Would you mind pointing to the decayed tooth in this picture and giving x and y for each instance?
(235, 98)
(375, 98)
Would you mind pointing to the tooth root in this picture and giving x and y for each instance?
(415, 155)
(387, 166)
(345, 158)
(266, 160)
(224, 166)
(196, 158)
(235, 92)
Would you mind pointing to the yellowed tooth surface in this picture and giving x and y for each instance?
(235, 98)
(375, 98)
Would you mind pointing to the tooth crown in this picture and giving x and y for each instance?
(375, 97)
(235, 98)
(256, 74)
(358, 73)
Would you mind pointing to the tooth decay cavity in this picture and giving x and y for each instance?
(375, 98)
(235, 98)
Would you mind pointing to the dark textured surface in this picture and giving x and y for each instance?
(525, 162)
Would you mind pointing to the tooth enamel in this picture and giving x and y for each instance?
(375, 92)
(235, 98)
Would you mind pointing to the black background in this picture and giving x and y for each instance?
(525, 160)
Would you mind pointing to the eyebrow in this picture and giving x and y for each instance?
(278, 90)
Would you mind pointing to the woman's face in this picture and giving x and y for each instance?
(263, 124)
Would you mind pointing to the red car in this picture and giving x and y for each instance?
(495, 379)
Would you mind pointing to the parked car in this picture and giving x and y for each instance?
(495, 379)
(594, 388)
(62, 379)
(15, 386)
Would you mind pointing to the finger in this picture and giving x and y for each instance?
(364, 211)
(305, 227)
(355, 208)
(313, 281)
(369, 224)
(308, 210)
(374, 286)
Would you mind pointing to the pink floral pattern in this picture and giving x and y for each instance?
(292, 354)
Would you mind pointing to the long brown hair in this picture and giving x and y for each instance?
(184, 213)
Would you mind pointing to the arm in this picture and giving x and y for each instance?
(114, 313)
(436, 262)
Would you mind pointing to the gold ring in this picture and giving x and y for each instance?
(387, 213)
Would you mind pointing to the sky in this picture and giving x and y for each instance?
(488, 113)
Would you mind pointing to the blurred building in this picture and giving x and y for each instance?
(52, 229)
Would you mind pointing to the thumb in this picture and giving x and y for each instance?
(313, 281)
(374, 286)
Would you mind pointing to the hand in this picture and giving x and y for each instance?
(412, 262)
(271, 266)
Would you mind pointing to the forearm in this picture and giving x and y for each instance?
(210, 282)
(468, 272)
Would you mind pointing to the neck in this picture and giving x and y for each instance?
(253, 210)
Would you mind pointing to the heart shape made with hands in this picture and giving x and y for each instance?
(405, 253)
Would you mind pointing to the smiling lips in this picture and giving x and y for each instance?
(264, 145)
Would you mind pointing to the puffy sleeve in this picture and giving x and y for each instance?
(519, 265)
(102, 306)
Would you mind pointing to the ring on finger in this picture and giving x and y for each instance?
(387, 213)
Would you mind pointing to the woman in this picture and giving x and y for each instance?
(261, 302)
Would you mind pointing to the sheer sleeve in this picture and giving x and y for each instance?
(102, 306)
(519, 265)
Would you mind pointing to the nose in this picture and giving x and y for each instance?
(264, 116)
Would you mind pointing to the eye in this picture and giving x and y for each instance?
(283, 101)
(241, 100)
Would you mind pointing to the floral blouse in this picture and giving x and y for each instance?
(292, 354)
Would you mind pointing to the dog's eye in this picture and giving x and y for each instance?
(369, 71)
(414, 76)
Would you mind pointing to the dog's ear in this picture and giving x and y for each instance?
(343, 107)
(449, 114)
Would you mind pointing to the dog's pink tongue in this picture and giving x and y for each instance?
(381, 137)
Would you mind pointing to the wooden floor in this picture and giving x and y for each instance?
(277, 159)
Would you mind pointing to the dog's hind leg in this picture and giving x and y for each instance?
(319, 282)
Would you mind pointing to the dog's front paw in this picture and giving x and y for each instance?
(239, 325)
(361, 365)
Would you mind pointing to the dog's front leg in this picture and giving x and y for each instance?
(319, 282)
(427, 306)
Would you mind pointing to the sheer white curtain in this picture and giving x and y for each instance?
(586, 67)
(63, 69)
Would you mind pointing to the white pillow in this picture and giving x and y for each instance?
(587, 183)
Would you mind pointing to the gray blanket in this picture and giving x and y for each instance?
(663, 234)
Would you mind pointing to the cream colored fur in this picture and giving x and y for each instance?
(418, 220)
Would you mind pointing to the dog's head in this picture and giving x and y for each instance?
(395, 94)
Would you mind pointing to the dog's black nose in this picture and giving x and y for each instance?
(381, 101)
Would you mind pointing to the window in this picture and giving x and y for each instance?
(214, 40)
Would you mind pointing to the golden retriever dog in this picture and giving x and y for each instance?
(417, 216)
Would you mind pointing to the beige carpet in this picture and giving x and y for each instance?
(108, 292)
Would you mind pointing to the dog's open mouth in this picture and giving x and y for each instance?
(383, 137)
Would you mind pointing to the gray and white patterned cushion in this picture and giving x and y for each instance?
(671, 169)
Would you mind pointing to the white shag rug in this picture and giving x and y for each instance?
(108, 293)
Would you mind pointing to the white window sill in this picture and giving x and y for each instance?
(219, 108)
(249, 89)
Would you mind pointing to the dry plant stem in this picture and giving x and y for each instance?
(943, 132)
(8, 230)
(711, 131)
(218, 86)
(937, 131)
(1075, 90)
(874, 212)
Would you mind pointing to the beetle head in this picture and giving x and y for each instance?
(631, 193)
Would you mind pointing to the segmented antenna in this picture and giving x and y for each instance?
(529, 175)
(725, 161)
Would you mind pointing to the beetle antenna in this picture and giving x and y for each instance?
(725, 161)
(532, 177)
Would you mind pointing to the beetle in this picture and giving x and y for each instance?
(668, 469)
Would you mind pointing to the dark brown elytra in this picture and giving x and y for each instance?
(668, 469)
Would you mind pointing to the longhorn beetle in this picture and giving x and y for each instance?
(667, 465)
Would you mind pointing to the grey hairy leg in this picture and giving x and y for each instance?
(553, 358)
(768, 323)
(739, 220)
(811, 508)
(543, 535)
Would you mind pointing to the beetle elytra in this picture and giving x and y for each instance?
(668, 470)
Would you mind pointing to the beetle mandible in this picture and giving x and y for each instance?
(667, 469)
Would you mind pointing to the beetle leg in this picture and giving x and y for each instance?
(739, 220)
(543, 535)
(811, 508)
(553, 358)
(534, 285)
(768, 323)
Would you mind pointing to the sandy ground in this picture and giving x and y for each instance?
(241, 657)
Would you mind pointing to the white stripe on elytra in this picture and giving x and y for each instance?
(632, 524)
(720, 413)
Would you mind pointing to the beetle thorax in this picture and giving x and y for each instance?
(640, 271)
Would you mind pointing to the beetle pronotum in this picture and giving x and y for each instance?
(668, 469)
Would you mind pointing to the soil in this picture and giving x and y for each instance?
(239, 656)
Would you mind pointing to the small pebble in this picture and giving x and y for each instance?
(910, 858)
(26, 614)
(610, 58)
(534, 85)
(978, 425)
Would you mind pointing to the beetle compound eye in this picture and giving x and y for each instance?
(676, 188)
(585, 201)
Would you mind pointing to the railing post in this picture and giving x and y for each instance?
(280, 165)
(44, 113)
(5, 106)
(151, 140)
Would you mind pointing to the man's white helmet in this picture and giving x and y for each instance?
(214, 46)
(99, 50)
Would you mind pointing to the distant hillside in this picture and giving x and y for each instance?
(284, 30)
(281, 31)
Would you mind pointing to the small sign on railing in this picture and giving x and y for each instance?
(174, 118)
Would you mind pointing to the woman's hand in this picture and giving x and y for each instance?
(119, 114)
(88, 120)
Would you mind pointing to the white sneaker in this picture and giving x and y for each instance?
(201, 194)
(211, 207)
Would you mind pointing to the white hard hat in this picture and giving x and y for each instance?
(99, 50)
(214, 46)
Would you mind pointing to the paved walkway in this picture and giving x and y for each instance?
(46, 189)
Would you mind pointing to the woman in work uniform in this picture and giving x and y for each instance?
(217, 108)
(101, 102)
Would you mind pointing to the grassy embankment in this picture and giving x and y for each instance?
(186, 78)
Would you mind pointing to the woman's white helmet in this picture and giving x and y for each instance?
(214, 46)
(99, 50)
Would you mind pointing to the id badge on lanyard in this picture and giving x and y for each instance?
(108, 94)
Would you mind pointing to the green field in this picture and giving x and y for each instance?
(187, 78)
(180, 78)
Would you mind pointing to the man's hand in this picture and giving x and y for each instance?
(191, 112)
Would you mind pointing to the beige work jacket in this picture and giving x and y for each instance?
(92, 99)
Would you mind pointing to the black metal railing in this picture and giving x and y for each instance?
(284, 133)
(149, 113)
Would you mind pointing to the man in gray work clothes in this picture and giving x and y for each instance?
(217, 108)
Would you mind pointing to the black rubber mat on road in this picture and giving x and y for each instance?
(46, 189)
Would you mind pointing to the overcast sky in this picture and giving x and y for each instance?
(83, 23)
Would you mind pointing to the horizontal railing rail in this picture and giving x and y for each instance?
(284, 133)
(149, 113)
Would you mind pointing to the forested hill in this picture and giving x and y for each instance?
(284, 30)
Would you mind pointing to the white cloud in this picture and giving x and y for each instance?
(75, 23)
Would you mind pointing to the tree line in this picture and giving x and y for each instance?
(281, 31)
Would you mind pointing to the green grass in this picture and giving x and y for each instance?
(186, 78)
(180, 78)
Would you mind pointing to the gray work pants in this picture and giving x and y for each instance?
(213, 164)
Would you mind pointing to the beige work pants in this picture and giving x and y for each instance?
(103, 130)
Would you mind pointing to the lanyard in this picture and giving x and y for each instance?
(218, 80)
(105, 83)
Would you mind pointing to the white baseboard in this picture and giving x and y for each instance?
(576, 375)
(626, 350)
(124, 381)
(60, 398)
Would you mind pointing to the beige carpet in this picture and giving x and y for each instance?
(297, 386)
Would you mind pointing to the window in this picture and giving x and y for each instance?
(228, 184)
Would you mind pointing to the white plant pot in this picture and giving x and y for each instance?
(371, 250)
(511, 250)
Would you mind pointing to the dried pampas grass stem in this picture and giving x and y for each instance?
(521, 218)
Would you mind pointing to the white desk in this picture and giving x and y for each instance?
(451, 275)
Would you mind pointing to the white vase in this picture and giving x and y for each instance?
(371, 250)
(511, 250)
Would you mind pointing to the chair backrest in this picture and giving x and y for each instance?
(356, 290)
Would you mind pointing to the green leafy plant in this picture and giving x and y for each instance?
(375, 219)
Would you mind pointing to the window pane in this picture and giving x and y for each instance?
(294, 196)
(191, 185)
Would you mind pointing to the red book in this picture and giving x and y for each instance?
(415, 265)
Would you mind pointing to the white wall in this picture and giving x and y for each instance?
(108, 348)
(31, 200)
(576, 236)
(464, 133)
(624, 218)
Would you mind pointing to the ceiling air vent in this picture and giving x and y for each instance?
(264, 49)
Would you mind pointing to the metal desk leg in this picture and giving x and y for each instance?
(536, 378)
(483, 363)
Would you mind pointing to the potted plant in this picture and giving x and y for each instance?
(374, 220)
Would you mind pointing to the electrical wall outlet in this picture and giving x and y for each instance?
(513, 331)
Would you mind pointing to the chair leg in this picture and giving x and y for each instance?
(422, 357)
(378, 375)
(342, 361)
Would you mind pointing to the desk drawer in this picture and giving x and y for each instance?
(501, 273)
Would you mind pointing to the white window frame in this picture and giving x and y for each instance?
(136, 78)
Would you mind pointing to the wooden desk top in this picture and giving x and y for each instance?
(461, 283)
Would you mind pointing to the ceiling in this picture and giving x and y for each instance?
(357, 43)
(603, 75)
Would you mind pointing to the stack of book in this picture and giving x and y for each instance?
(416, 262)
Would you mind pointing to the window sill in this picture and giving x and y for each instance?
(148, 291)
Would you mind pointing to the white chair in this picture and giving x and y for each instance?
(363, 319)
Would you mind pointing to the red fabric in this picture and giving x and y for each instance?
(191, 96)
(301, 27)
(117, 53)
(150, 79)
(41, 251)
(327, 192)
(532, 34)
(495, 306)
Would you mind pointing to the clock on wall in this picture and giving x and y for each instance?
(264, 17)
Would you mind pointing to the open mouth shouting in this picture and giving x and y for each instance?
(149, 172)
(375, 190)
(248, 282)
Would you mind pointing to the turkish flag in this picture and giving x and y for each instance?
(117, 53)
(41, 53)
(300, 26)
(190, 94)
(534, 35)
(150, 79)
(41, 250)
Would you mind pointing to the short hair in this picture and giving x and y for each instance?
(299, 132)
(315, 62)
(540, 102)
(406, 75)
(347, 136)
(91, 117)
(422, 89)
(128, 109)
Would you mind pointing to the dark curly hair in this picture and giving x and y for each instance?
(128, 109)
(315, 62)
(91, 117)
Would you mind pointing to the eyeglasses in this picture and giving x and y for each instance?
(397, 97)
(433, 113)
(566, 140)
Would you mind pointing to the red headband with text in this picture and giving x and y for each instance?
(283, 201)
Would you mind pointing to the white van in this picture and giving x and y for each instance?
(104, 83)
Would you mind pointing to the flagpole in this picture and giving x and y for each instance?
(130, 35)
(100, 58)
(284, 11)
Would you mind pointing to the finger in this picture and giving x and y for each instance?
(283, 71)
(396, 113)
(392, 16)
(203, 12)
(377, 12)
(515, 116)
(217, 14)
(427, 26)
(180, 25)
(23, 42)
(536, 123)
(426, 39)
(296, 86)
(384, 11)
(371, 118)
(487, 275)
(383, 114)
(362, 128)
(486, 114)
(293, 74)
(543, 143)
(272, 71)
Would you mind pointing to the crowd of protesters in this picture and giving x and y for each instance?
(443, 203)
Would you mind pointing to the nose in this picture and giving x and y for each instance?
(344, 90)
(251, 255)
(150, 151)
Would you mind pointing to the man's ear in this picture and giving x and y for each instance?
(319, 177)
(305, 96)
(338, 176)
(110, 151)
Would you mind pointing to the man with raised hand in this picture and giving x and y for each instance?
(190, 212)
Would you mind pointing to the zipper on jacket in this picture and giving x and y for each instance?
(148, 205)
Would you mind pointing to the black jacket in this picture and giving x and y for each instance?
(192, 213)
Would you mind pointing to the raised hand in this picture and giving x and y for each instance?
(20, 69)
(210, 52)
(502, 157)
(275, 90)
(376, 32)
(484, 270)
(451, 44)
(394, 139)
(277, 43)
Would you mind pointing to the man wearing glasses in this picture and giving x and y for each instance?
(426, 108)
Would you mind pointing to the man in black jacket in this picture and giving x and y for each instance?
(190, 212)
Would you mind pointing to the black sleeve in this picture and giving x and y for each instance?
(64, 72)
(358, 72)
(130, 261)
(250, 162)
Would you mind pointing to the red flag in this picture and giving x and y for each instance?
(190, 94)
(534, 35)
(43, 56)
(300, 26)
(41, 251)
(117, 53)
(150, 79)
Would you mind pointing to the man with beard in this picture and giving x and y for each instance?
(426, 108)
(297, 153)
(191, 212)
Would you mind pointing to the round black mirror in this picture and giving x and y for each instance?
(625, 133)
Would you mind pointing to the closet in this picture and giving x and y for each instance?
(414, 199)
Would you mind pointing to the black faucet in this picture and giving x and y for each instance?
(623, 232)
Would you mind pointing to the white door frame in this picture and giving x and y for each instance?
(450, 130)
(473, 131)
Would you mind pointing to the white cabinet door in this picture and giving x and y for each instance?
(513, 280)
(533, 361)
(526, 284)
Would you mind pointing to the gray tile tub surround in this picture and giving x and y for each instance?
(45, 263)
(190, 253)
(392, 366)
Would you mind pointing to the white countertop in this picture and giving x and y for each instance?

————

▸ **YOUR INSTRUCTIONS**
Copy, word for word, the stretch from the line containing "Would you mind pointing to the man in black" through the end of the items.

▸ **FINAL RESULT**
Would you mind pointing to the man in black jacket in this picture and giving x and y for each instance?
(190, 212)
Would you mind pointing to the black sleeve in this picture and giving x and y for each instance?
(64, 72)
(358, 72)
(130, 261)
(250, 162)
Would you mind pointing to the red flag in this picture and giving x and y for each instance?
(190, 94)
(534, 35)
(43, 56)
(300, 26)
(41, 251)
(117, 53)
(150, 79)
Would you mind pointing to the man with beard in this picture and giving x and y for each instance?
(426, 108)
(297, 153)
(191, 212)
Would you mind pointing to the round black mirror in this picture and giving x and y for each instance?
(625, 133)
Would you mind pointing to the closet in this picture and giving x and y for each instance?
(414, 199)
Would you mind pointing to the black faucet in this picture and giving x and y for each instance?
(623, 232)
Would you mind pointing to the white door frame in this picture and giving x and y for each instance?
(450, 130)
(473, 131)
Would you mind pointing to the white cabinet door in this picture and giving x and y for each instance?
(513, 280)
(533, 361)
(526, 284)
Would you mind pointing to the gray tile tub surround in this picture and giving x and y for each instance?
(45, 263)
(190, 253)
(392, 366)
Would you mind pointing to the white countertop in this picture and giving x and y for each instance?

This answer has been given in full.